DIRECTIVE A:
Answer these questions about the forum post, one answer per line:
(i) Which characters make up the vector in the simplified version?
(ii) What did the poster use to solve the problem?
(iii) What drawback of that solution does the poster state?

DOCUMENT:
================================

Reputation: 133
I don't know the proper technical terms for this kind of operation, so it has been difficult to search for existing solutions. I thought I would try to post my own question and hopefully someone can help me out (or point me in the right direction).
I have a vector of characters and I want to collect them in groups of twos and threes. To illustrate, here is a simplified version:
The table I have:
"a" "b" "c" "d" "e" "f"
I want to run through the vector and concatenate groups of two and three elements. This is the end result I want:
"a b" "b c" "c d" "d e" "e f"
And
"a b c" "b c d" "c d e" "d e f"
I solved this the simplest and dirtiest way possible by using for-loops, but it takes a long time to run and I am convinced it can be done more efficiently.
Here is my ghetto-hack:
t1 <- c("a", "b", "c", "d", "e", "f")
t2 <- rep("", length(t1)-1)
for (i in 1:length(t1)-1) {
t2[i] = paste(t1[i], t1[i+1])
}
t3 <- rep("", length(t1)-2)

================================

SUPPLIED MATERIAL:
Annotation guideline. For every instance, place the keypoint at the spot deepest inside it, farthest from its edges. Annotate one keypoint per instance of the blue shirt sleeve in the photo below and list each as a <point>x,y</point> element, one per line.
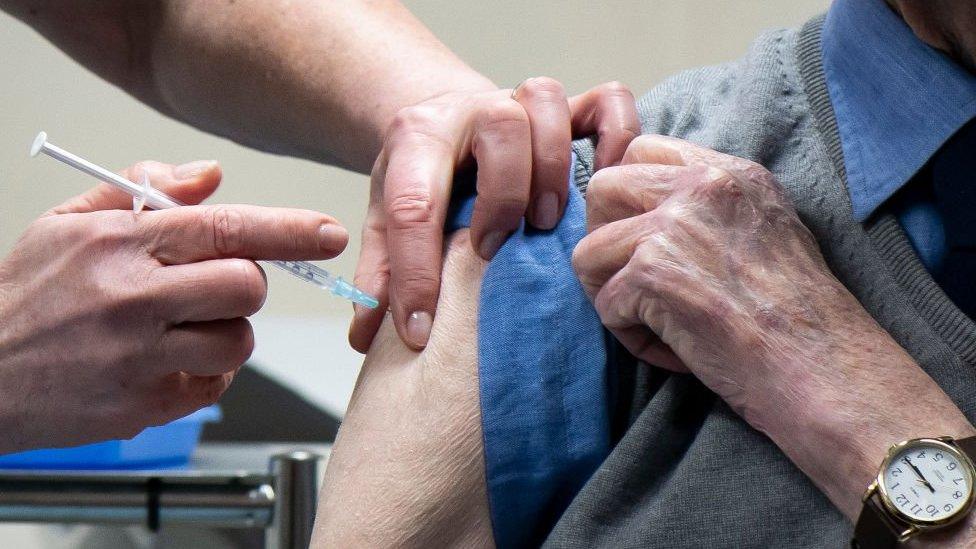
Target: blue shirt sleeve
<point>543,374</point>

================================

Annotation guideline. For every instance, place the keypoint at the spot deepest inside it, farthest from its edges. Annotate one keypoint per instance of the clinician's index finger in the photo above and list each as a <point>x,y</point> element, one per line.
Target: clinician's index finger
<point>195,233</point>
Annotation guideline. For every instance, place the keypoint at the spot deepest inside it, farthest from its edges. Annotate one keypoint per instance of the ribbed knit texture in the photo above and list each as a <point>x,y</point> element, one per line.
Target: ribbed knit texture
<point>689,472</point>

================================

DIRECTIVE B: In the records, swap "ribbed knit texture" for "cable knit pattern" in the lines starting at the one containing "of the ribbed" and ending at the one containing "<point>689,472</point>", and give only those lines again with everything else unchanged.

TASK OUTPUT A:
(i) "a", "b", "c", "d", "e" and "f"
(ii) For-loops
(iii) It takes a long time to run.

TASK OUTPUT B:
Annotation guideline. For every instance, place the keypoint at the spot deepest inside it, farthest from its edges. Annotate one keypoint per instance of the cable knit pattern in the photo above and list each as a <point>x,y</point> element, one per line.
Target: cable knit pattern
<point>689,472</point>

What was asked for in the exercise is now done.